Items from a data source
--

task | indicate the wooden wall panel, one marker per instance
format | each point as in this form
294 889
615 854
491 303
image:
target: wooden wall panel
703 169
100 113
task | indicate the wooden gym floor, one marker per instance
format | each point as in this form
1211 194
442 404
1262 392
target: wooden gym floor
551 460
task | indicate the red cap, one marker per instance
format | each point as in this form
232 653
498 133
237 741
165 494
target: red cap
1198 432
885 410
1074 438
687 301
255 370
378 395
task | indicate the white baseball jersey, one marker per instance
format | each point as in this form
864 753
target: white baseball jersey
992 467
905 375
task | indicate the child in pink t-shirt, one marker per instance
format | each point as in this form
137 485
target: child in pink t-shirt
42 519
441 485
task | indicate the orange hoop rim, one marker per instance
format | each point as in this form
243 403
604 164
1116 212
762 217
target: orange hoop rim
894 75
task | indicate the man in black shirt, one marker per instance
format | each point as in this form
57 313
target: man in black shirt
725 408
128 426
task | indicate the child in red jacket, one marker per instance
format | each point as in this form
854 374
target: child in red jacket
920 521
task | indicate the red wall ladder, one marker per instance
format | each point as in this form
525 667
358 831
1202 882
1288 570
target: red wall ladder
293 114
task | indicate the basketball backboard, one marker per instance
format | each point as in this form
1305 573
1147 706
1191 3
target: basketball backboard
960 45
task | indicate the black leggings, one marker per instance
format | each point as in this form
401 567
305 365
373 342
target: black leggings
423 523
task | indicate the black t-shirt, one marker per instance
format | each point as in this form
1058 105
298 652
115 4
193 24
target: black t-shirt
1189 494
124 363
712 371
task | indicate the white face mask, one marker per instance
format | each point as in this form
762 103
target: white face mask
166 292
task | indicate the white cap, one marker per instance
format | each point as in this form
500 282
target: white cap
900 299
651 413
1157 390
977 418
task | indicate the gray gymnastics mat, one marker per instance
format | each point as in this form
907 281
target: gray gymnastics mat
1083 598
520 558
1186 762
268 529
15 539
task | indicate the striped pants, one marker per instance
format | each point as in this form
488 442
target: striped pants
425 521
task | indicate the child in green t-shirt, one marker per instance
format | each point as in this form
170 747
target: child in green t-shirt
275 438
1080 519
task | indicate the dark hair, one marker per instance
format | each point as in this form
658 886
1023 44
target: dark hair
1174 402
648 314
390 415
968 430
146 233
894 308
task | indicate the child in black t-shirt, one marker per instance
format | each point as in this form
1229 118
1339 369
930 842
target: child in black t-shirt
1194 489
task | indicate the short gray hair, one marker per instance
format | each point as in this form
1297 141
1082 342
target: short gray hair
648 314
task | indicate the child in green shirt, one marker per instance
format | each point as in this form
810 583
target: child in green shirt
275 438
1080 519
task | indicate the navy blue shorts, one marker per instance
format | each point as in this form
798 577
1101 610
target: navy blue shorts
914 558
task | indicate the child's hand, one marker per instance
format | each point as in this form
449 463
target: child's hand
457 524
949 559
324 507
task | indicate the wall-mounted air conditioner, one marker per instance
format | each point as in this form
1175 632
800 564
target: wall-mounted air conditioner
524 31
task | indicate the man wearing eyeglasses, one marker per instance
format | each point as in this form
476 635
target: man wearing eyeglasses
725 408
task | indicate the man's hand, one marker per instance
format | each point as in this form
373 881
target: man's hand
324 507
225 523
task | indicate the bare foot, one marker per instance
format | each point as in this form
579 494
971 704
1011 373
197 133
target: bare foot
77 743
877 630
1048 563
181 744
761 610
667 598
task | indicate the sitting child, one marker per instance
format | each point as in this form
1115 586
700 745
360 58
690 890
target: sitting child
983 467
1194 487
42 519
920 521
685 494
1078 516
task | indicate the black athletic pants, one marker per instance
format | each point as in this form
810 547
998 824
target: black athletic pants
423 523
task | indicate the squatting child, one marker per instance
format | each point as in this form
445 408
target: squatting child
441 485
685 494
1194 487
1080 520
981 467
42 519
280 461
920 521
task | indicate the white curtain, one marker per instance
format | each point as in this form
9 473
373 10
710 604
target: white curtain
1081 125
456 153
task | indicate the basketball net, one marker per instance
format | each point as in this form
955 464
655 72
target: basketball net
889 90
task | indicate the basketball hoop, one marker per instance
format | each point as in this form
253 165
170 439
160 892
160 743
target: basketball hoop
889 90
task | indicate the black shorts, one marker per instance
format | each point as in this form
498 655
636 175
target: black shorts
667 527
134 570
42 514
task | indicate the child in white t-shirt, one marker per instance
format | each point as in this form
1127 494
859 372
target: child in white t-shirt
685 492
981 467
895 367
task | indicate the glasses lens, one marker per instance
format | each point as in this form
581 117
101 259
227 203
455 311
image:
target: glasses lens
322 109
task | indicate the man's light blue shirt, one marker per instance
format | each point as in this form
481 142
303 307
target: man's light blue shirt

--

◆ **WHAT IS NEEDED**: State the count of lines above containing the string "light", and add nothing to it.

◆ **ANSWER TO THIS TASK**: 2